##### MATERIALS PROVIDED #####

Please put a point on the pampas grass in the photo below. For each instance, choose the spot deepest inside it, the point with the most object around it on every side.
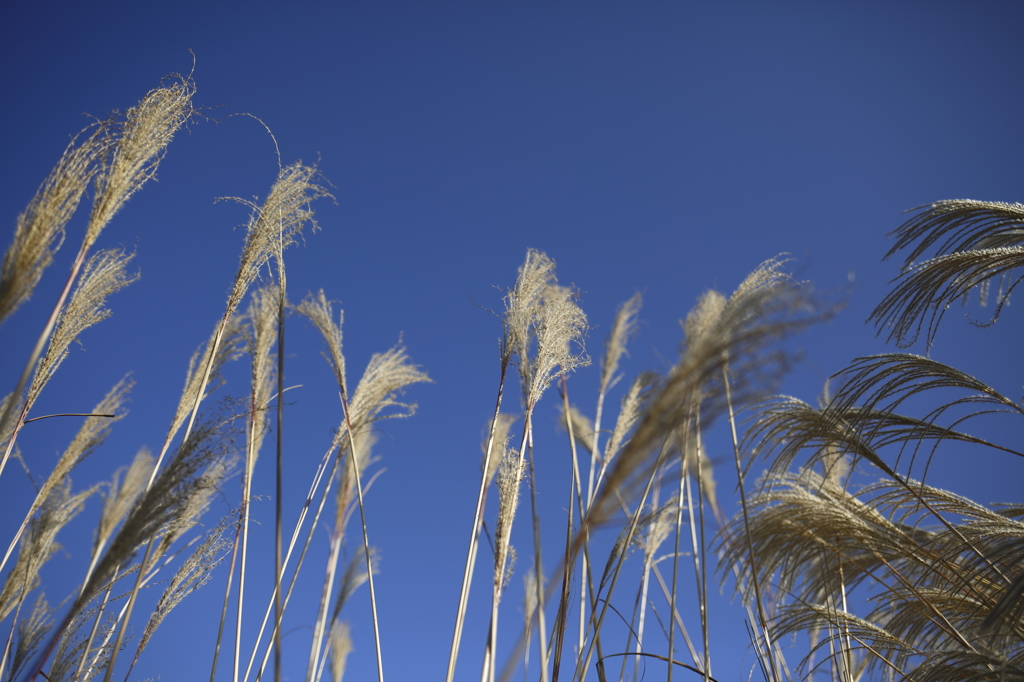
(841, 544)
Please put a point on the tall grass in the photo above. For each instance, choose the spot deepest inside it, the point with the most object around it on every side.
(835, 522)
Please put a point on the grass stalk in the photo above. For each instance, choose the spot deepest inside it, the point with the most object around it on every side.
(317, 477)
(562, 612)
(366, 537)
(474, 537)
(227, 596)
(597, 617)
(542, 634)
(763, 623)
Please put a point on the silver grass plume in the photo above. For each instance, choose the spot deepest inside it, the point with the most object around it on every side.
(194, 573)
(171, 504)
(529, 600)
(141, 142)
(510, 473)
(276, 223)
(40, 227)
(385, 378)
(624, 327)
(974, 244)
(262, 335)
(318, 310)
(122, 496)
(632, 408)
(104, 273)
(766, 307)
(540, 312)
(71, 650)
(227, 349)
(354, 577)
(89, 436)
(340, 644)
(502, 425)
(583, 428)
(39, 544)
(654, 527)
(30, 633)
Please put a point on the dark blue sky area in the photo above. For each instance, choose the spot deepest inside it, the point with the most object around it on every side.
(653, 147)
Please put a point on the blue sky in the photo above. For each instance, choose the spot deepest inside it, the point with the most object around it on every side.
(653, 147)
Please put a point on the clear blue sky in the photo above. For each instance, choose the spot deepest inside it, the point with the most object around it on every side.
(659, 147)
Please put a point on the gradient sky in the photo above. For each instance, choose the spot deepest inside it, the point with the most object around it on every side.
(655, 147)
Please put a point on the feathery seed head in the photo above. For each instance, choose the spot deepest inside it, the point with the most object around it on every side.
(623, 328)
(194, 573)
(583, 428)
(123, 495)
(510, 473)
(39, 543)
(104, 273)
(228, 349)
(262, 333)
(140, 143)
(340, 642)
(320, 311)
(538, 310)
(275, 224)
(172, 503)
(30, 634)
(40, 228)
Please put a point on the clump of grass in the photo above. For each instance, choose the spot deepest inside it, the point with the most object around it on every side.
(807, 546)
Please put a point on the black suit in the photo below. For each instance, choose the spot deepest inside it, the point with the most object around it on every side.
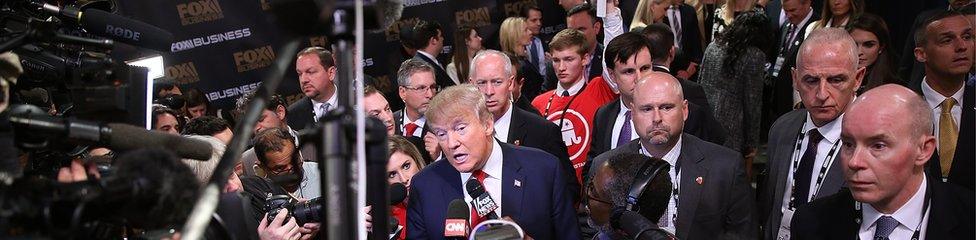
(300, 114)
(963, 170)
(531, 130)
(951, 215)
(721, 206)
(443, 80)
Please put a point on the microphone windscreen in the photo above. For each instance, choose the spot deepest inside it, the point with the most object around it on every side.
(398, 192)
(126, 30)
(128, 137)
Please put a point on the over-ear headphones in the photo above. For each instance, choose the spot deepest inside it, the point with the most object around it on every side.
(648, 171)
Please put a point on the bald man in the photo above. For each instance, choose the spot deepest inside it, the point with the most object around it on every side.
(887, 140)
(712, 198)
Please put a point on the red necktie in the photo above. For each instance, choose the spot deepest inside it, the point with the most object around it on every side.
(475, 219)
(410, 128)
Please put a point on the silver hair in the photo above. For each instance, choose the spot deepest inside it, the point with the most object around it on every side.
(409, 67)
(827, 36)
(490, 52)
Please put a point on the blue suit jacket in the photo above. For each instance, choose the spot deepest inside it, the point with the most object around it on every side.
(541, 205)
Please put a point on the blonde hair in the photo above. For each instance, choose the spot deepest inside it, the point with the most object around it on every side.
(457, 101)
(512, 29)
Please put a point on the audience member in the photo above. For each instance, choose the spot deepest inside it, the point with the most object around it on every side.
(945, 46)
(803, 144)
(871, 34)
(430, 42)
(166, 120)
(209, 126)
(492, 74)
(527, 184)
(887, 141)
(316, 69)
(732, 78)
(561, 106)
(718, 205)
(467, 43)
(279, 158)
(612, 185)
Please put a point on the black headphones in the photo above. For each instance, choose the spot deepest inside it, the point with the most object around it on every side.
(648, 171)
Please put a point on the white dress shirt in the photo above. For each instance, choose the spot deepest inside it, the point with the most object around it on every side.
(909, 216)
(493, 178)
(619, 124)
(935, 100)
(672, 158)
(503, 124)
(317, 107)
(574, 89)
(420, 125)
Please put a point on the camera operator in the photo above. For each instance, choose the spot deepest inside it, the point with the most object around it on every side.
(611, 184)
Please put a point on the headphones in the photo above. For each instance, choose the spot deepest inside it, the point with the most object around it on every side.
(648, 171)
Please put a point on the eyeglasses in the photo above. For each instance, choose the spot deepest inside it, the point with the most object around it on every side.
(434, 88)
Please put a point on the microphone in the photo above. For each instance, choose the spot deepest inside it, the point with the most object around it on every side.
(636, 226)
(115, 136)
(456, 223)
(480, 199)
(113, 26)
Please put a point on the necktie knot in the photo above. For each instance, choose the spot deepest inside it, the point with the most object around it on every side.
(884, 226)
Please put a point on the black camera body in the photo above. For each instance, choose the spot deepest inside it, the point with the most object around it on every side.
(304, 212)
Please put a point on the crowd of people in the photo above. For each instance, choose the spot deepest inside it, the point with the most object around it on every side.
(740, 119)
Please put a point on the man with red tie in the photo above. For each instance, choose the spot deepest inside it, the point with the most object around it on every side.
(524, 184)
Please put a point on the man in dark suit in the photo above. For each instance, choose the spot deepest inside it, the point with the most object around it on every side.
(492, 75)
(712, 198)
(683, 22)
(950, 99)
(804, 143)
(316, 73)
(529, 184)
(417, 87)
(778, 94)
(430, 37)
(890, 195)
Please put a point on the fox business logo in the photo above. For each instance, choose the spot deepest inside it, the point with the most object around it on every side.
(199, 11)
(183, 72)
(478, 17)
(253, 59)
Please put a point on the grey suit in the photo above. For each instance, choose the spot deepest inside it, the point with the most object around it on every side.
(721, 205)
(782, 140)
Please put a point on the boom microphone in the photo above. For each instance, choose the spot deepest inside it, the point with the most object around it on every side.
(456, 223)
(480, 199)
(115, 136)
(113, 26)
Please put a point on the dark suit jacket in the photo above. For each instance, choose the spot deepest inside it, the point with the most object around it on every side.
(300, 114)
(782, 143)
(963, 170)
(443, 80)
(540, 204)
(531, 130)
(832, 217)
(721, 207)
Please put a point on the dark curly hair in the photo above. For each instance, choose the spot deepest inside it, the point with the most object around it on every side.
(750, 29)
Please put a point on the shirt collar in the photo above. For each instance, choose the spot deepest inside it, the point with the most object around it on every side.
(573, 90)
(907, 215)
(492, 168)
(671, 157)
(830, 131)
(935, 98)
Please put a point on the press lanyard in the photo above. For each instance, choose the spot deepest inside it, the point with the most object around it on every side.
(918, 228)
(828, 161)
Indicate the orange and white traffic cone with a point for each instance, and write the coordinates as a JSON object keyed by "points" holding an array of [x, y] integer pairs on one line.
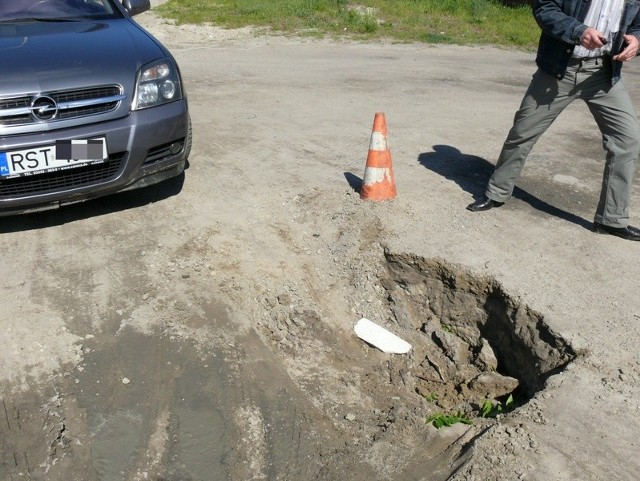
{"points": [[378, 182]]}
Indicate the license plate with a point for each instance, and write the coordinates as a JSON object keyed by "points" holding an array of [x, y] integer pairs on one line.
{"points": [[64, 154]]}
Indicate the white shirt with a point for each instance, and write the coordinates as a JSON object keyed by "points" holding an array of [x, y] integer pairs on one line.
{"points": [[604, 16]]}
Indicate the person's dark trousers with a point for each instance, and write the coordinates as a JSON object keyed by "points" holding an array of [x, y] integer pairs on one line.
{"points": [[613, 110]]}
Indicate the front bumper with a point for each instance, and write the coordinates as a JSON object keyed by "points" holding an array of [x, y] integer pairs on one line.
{"points": [[144, 148]]}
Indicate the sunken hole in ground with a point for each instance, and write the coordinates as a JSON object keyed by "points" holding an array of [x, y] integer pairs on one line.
{"points": [[471, 340]]}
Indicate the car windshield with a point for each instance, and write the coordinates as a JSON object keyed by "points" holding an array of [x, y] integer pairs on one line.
{"points": [[56, 10]]}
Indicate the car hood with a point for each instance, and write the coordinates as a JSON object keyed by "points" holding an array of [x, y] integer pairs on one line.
{"points": [[45, 56]]}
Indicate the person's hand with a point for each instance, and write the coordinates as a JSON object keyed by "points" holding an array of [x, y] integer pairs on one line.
{"points": [[630, 49], [592, 39]]}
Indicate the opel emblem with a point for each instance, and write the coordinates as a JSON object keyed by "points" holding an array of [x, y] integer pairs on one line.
{"points": [[44, 108]]}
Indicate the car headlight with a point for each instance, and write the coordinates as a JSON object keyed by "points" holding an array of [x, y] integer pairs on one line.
{"points": [[158, 83]]}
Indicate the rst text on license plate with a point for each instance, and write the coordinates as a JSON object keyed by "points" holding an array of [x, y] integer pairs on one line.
{"points": [[63, 155]]}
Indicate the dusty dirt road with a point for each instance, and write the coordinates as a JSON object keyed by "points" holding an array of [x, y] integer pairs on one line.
{"points": [[203, 329]]}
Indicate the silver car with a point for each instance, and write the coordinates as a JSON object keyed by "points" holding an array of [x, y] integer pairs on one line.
{"points": [[90, 103]]}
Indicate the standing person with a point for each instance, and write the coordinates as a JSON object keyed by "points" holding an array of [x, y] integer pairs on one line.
{"points": [[582, 47]]}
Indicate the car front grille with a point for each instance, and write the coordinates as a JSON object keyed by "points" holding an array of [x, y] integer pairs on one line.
{"points": [[61, 180], [164, 151], [71, 104]]}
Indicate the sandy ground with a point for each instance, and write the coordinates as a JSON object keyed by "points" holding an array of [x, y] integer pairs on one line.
{"points": [[203, 329]]}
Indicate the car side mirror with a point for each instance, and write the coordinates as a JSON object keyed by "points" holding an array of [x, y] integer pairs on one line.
{"points": [[134, 7]]}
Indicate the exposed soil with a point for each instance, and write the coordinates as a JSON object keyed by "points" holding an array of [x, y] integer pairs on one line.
{"points": [[203, 328]]}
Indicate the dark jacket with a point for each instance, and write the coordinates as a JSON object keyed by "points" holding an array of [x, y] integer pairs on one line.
{"points": [[562, 29]]}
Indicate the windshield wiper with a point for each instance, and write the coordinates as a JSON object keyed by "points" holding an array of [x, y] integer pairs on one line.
{"points": [[37, 19]]}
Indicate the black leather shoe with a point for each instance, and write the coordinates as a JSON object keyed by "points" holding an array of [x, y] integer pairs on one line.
{"points": [[628, 233], [483, 203]]}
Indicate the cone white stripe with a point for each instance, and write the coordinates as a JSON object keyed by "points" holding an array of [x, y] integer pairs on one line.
{"points": [[378, 142], [374, 175]]}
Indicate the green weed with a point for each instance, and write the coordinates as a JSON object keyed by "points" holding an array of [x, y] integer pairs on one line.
{"points": [[430, 21], [439, 420]]}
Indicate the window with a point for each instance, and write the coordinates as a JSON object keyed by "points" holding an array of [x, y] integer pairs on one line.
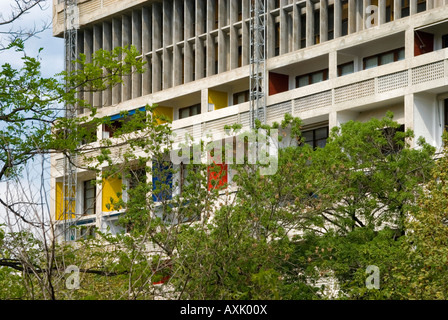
{"points": [[344, 30], [88, 133], [162, 181], [217, 176], [383, 58], [86, 232], [316, 26], [391, 147], [389, 10], [446, 114], [404, 8], [303, 30], [346, 68], [316, 138], [117, 123], [89, 197], [331, 22], [421, 5], [445, 41], [136, 177], [240, 97], [277, 39], [311, 78], [190, 111]]}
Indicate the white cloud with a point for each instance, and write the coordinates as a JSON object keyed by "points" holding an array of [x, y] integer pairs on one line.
{"points": [[52, 56]]}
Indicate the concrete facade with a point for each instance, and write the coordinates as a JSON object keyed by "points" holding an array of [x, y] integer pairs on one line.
{"points": [[329, 61]]}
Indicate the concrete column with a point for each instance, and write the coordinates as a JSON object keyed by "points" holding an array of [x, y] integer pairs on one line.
{"points": [[233, 34], [352, 16], [296, 27], [284, 32], [204, 101], [116, 42], [333, 65], [270, 38], [146, 48], [126, 41], [200, 59], [365, 14], [156, 44], [359, 15], [97, 44], [382, 11], [409, 114], [210, 69], [189, 18], [80, 94], [323, 20], [412, 7], [222, 45], [337, 19], [188, 62], [107, 45], [137, 42], [246, 34], [157, 26], [309, 23], [88, 50], [177, 50], [409, 43], [397, 9]]}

#####

ACTIVITY | In the answer, restate word for word each line from the one with "Indicate the concrete column" through the end of the material above.

TASK ANSWER |
Indicate the concrete column with a point for each instance, and write the coordinates as a JSON object keyed by "points" holding an array of [x, y] integer pairs on one line.
{"points": [[233, 34], [352, 16], [296, 27], [284, 32], [204, 101], [116, 42], [333, 65], [270, 38], [146, 48], [126, 41], [200, 59], [365, 14], [156, 44], [359, 15], [97, 44], [382, 11], [409, 114], [210, 69], [189, 18], [80, 94], [323, 20], [412, 7], [222, 45], [337, 19], [188, 62], [107, 45], [137, 42], [246, 34], [157, 26], [309, 23], [88, 50], [177, 50], [409, 43], [397, 9]]}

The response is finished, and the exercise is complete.